### INSTRUCTIONS TO FOLLOW
Which lines in the entries below contain the string "green"? Copy out each such line in full, matching case exactly.

--- BEGIN GIVEN RECORDS ---

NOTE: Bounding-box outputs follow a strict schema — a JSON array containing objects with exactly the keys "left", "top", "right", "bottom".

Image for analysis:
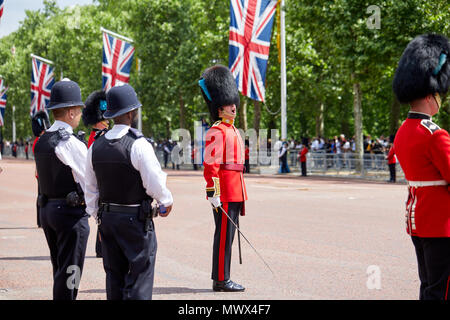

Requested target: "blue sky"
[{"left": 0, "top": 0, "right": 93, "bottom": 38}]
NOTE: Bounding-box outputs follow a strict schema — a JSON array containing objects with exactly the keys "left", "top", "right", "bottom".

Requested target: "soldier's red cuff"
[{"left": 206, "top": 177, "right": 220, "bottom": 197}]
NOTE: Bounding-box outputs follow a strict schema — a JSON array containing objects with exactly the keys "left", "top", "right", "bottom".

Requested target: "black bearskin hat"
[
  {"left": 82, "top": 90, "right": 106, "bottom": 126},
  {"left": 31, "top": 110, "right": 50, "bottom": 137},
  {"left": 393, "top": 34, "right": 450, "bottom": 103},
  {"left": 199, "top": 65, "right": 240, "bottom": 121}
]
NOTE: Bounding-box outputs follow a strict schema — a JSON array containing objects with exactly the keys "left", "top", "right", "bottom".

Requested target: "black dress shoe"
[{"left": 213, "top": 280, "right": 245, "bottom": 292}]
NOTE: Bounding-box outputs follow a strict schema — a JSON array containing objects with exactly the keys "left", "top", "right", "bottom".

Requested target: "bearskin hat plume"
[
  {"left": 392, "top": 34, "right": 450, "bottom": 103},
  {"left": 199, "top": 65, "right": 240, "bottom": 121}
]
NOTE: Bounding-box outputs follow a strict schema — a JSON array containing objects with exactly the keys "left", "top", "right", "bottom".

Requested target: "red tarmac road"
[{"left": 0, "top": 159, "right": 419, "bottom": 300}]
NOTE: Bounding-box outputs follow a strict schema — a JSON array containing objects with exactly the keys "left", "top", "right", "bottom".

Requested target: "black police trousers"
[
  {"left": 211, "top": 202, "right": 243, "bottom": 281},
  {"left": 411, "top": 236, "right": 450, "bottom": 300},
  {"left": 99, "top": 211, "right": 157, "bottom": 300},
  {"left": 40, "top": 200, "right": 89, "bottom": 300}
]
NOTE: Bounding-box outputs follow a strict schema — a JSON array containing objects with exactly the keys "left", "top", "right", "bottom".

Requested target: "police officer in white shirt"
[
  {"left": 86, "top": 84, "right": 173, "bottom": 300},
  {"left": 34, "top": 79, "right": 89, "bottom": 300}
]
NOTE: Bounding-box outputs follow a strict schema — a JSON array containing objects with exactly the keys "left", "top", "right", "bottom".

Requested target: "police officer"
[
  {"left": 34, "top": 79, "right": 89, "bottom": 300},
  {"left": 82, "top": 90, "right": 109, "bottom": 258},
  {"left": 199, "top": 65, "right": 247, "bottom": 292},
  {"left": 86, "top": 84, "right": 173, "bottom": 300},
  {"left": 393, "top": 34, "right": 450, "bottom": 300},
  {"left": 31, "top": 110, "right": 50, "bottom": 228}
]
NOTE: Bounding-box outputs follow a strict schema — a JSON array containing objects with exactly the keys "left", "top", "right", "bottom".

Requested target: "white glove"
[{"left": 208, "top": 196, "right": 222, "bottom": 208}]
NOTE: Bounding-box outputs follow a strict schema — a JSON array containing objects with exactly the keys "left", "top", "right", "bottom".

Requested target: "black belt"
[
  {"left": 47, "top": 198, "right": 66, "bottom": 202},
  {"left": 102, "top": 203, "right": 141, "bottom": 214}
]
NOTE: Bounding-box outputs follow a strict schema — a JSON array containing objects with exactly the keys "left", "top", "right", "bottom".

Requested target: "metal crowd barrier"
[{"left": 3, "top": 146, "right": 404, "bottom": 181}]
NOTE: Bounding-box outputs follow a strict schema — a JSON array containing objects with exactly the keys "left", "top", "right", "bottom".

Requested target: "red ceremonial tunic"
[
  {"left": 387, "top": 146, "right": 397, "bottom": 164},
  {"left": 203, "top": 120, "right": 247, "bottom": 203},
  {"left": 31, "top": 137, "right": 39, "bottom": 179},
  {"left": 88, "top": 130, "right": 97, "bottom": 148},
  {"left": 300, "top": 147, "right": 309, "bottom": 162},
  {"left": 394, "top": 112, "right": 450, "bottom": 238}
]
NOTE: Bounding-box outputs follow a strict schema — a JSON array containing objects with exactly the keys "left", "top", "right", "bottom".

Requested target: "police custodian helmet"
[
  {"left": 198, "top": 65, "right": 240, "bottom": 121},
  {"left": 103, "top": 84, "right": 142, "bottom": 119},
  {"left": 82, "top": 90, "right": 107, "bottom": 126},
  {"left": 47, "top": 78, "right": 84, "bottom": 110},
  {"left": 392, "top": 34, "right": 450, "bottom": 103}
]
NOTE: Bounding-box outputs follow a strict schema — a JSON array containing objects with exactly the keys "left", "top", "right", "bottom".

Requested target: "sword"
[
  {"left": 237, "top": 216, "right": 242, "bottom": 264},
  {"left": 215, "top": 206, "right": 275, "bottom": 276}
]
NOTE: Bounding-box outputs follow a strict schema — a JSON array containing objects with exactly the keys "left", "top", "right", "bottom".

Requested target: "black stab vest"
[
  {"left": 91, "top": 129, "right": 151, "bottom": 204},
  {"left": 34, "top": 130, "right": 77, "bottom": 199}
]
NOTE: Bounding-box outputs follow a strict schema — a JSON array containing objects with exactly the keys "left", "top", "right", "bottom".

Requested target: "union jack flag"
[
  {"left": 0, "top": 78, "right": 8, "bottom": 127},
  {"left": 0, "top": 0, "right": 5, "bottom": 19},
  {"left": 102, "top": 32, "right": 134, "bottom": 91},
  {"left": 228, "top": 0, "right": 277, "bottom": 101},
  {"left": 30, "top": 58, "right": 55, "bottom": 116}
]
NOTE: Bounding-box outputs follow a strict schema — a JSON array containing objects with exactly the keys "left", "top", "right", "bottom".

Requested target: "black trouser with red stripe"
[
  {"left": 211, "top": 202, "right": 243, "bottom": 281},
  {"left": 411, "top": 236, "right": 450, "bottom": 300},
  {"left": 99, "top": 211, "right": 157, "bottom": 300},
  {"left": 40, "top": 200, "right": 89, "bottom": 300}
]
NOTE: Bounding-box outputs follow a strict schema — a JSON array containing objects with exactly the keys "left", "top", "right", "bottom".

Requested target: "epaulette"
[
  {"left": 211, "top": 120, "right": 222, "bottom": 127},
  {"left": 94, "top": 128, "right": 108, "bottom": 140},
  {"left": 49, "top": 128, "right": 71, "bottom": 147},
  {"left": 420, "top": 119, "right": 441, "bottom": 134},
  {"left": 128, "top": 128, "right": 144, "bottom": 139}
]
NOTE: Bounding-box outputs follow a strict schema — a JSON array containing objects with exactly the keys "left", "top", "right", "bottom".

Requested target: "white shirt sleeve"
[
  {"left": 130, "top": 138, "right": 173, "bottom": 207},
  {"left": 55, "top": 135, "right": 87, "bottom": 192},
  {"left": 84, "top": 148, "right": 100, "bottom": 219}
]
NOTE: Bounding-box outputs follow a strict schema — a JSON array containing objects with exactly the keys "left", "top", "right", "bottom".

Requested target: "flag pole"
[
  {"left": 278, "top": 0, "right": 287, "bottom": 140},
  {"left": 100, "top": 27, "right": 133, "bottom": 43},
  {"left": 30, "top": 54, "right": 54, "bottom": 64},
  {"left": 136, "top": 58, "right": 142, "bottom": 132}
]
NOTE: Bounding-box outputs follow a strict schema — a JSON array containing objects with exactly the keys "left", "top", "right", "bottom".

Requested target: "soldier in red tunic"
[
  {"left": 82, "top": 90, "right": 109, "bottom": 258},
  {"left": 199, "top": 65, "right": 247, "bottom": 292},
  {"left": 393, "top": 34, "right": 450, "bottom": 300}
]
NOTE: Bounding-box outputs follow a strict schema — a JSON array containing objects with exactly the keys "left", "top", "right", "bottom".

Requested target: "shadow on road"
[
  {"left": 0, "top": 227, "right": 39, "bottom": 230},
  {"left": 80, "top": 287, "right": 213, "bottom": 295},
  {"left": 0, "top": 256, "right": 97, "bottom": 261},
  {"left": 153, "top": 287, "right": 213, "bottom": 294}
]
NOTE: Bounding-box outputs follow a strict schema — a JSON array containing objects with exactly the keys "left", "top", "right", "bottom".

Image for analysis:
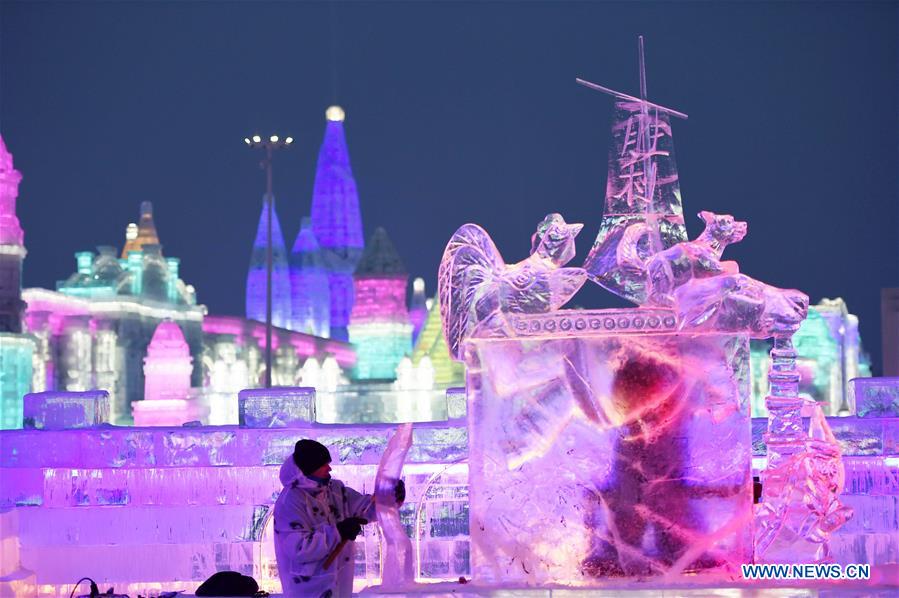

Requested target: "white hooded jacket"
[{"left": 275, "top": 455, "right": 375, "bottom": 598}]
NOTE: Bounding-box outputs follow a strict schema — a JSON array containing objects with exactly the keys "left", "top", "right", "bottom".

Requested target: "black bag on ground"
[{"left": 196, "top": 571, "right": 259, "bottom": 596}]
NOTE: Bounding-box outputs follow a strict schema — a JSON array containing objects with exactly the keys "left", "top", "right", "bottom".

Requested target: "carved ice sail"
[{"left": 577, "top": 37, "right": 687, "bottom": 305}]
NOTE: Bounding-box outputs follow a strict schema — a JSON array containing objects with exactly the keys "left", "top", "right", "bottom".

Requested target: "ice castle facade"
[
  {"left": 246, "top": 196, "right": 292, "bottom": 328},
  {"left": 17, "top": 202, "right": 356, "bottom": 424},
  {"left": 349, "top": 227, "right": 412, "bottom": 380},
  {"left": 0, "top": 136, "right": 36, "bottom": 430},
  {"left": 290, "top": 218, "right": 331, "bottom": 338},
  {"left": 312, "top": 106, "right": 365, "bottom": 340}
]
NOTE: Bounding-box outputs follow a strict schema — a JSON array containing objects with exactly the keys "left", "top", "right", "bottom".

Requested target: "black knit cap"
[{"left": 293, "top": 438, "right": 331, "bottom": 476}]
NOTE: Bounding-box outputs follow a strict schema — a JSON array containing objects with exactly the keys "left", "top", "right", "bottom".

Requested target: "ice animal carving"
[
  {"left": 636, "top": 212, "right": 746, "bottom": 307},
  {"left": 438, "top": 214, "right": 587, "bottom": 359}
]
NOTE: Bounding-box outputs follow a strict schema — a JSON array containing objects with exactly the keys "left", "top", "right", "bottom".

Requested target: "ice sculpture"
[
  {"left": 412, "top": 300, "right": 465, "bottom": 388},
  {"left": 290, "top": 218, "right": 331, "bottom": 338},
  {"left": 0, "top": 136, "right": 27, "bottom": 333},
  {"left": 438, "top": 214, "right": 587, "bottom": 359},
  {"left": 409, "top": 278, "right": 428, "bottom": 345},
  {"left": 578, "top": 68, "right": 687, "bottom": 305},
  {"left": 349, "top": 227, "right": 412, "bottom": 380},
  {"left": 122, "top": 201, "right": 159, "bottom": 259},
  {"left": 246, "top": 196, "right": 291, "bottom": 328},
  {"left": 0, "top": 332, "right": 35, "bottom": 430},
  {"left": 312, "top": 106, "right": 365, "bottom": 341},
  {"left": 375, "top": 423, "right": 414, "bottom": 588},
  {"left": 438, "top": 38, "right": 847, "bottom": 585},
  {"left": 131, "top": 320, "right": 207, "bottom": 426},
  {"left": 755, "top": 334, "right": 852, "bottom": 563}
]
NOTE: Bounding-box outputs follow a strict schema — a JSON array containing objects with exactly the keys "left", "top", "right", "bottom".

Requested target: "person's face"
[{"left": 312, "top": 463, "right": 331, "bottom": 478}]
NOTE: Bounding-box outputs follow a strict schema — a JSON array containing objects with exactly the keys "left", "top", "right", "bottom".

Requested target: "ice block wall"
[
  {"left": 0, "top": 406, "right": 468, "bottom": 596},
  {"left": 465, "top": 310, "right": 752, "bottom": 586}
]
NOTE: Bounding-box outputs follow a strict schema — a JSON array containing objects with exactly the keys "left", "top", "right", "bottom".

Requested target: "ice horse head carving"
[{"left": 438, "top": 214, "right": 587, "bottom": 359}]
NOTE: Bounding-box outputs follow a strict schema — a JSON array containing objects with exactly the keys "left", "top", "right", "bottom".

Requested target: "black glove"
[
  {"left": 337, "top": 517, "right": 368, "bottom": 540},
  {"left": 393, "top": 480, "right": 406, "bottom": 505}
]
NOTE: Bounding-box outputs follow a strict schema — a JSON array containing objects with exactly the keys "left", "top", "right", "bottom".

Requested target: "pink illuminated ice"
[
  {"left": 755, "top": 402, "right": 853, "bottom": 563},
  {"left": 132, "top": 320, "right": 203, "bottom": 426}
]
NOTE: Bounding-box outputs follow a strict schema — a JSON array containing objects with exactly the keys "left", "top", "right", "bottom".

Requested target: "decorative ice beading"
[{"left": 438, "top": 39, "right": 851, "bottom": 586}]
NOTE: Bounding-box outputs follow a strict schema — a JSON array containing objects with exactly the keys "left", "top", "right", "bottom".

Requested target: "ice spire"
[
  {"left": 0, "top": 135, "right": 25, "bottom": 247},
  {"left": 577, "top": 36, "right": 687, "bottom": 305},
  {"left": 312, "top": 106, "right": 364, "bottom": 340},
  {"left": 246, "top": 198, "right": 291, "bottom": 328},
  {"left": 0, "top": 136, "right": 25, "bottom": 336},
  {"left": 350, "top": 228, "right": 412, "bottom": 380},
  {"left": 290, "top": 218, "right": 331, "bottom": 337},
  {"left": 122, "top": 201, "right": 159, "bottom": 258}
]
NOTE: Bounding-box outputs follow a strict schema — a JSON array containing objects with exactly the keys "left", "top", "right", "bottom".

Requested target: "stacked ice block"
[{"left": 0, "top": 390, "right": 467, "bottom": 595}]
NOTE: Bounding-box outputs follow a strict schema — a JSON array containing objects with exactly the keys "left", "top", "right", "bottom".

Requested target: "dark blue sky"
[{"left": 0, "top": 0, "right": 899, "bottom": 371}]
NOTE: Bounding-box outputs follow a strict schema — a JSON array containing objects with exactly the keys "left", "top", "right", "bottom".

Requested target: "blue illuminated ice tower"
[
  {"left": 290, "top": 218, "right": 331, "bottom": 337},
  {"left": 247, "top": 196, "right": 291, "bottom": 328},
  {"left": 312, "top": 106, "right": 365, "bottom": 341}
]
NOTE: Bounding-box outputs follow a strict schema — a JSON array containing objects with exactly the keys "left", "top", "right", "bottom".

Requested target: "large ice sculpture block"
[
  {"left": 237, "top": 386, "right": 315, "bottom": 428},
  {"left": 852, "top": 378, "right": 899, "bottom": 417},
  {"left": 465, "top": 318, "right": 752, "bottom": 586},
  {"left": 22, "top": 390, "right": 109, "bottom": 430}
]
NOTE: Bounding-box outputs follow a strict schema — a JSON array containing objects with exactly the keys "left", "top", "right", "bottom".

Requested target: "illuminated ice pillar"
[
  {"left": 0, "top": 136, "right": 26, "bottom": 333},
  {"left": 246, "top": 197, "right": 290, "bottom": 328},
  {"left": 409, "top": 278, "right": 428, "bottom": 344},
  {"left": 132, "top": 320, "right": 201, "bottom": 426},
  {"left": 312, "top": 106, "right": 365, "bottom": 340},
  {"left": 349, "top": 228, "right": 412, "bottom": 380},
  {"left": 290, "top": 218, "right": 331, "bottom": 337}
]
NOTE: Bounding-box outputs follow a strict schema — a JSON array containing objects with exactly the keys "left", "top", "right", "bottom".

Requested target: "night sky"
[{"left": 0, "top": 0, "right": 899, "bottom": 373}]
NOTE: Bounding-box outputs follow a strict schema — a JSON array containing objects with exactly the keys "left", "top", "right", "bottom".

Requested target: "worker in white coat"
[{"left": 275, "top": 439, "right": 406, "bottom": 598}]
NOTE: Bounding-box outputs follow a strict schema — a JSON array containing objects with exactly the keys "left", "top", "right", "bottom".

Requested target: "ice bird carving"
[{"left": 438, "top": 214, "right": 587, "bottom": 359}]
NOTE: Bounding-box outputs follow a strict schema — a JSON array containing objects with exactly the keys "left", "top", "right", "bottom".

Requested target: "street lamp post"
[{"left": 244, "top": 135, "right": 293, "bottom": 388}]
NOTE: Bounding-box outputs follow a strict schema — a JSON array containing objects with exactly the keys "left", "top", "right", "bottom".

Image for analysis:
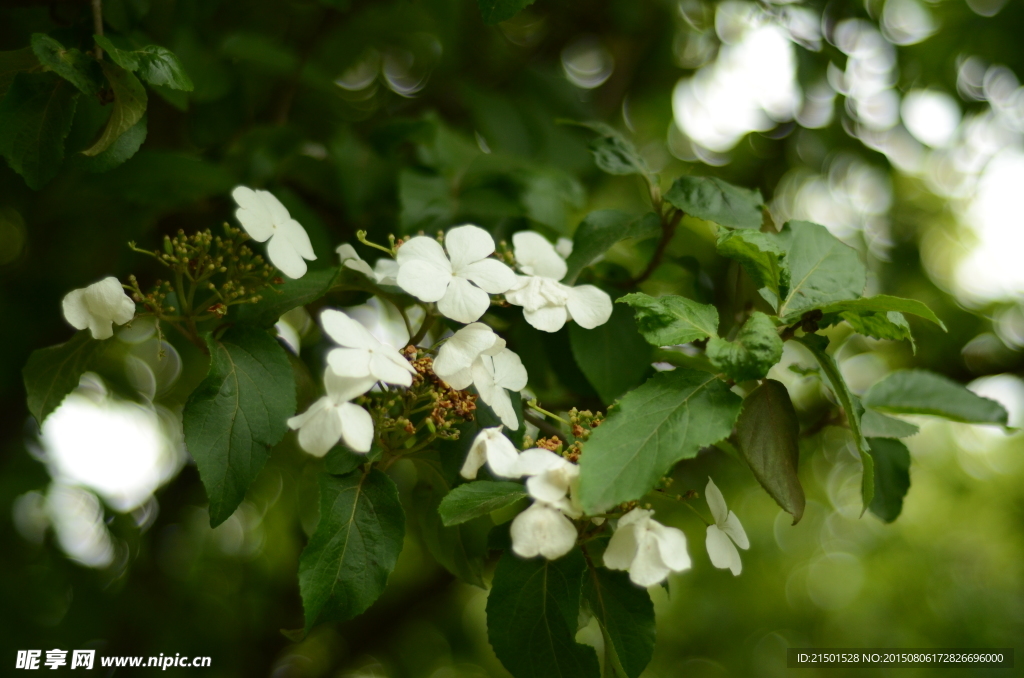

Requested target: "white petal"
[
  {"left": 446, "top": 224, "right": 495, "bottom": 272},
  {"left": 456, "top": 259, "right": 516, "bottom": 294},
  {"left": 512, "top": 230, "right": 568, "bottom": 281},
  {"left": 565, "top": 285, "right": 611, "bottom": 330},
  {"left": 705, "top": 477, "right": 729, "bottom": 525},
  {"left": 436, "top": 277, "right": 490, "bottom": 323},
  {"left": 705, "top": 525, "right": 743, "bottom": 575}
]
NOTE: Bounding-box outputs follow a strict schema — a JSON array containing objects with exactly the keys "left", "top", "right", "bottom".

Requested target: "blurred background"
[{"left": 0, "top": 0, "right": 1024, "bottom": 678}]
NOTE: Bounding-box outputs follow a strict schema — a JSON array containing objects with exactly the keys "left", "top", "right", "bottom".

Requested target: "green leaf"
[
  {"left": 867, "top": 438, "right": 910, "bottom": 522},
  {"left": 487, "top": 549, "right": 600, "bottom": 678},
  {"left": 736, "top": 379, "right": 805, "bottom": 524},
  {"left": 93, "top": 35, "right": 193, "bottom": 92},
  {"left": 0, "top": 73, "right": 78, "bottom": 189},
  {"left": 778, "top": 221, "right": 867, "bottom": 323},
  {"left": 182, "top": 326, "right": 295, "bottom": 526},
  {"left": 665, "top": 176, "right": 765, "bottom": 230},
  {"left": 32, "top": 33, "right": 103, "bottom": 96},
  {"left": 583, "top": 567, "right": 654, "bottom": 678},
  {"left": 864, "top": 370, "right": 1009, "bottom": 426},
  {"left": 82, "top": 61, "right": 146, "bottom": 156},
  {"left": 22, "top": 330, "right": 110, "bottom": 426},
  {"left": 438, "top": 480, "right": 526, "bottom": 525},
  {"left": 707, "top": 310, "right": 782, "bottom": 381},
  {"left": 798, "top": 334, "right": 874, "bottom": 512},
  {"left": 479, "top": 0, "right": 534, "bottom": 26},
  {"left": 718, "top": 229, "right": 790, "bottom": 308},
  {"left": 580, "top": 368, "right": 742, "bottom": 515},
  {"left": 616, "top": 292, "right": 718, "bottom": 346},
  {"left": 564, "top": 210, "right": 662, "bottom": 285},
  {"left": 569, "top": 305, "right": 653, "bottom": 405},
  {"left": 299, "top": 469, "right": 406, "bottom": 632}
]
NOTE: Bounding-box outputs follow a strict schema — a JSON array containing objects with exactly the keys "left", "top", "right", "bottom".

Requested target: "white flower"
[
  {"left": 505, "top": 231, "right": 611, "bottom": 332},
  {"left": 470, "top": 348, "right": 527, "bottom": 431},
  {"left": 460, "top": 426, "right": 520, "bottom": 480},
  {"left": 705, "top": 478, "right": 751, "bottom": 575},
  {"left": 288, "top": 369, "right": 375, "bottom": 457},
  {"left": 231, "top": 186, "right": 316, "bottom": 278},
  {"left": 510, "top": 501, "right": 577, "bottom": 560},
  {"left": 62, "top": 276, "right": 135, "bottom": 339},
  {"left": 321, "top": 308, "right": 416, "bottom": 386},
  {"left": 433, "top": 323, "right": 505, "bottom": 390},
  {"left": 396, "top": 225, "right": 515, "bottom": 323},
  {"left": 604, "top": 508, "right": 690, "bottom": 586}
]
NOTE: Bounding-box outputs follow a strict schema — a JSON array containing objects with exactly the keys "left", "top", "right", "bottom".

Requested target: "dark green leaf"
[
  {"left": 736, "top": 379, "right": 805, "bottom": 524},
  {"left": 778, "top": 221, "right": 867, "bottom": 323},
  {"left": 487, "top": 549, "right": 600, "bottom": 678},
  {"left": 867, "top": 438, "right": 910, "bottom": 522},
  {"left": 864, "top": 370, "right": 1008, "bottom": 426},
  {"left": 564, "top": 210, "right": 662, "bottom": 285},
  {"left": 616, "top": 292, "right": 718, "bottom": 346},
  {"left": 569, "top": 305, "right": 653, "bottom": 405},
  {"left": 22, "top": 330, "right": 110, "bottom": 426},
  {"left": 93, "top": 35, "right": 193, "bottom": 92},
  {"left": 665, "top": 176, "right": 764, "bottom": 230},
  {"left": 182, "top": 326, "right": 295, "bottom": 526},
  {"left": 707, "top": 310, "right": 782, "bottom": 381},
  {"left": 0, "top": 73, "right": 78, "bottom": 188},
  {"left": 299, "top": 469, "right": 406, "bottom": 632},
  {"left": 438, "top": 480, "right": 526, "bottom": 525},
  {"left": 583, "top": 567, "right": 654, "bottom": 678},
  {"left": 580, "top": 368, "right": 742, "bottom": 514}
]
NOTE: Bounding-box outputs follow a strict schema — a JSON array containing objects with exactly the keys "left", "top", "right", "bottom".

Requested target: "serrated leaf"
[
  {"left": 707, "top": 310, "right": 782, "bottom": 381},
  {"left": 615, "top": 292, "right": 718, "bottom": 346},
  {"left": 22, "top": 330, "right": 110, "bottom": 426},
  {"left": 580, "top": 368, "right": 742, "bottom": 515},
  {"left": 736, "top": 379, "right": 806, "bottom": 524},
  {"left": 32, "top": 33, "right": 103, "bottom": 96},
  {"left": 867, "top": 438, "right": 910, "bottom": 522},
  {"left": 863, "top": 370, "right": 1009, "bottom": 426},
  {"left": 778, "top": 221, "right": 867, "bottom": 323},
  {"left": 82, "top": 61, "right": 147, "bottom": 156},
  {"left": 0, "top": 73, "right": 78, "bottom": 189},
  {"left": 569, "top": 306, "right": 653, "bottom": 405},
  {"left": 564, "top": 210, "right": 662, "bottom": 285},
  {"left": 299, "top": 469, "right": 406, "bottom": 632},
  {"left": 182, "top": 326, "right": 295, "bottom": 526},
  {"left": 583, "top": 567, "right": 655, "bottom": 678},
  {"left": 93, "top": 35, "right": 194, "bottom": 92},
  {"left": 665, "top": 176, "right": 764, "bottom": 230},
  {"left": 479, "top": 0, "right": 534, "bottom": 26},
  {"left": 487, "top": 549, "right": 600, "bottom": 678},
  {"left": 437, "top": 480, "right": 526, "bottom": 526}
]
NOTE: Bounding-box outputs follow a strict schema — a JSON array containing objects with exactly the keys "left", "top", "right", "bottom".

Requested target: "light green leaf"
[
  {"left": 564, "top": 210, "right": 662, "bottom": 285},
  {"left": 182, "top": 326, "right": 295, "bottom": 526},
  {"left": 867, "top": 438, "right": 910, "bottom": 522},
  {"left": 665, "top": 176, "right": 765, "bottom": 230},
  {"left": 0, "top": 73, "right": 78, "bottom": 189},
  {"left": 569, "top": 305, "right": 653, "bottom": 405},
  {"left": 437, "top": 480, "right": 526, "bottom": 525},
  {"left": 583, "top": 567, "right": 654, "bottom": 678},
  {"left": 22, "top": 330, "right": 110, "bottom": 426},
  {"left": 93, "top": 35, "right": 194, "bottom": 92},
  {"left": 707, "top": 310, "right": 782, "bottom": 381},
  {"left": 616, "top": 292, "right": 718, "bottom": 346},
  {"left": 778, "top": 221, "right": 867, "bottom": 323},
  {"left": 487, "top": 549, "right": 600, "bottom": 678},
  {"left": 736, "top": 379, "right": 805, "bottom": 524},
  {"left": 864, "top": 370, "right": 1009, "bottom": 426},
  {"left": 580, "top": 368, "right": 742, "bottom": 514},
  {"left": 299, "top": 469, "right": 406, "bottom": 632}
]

--- END GIVEN RECORDS ---

### EXERCISE SOLUTION
Requested target: "green leaf"
Requested target: "dark green leaf"
Requested target: "light green leaf"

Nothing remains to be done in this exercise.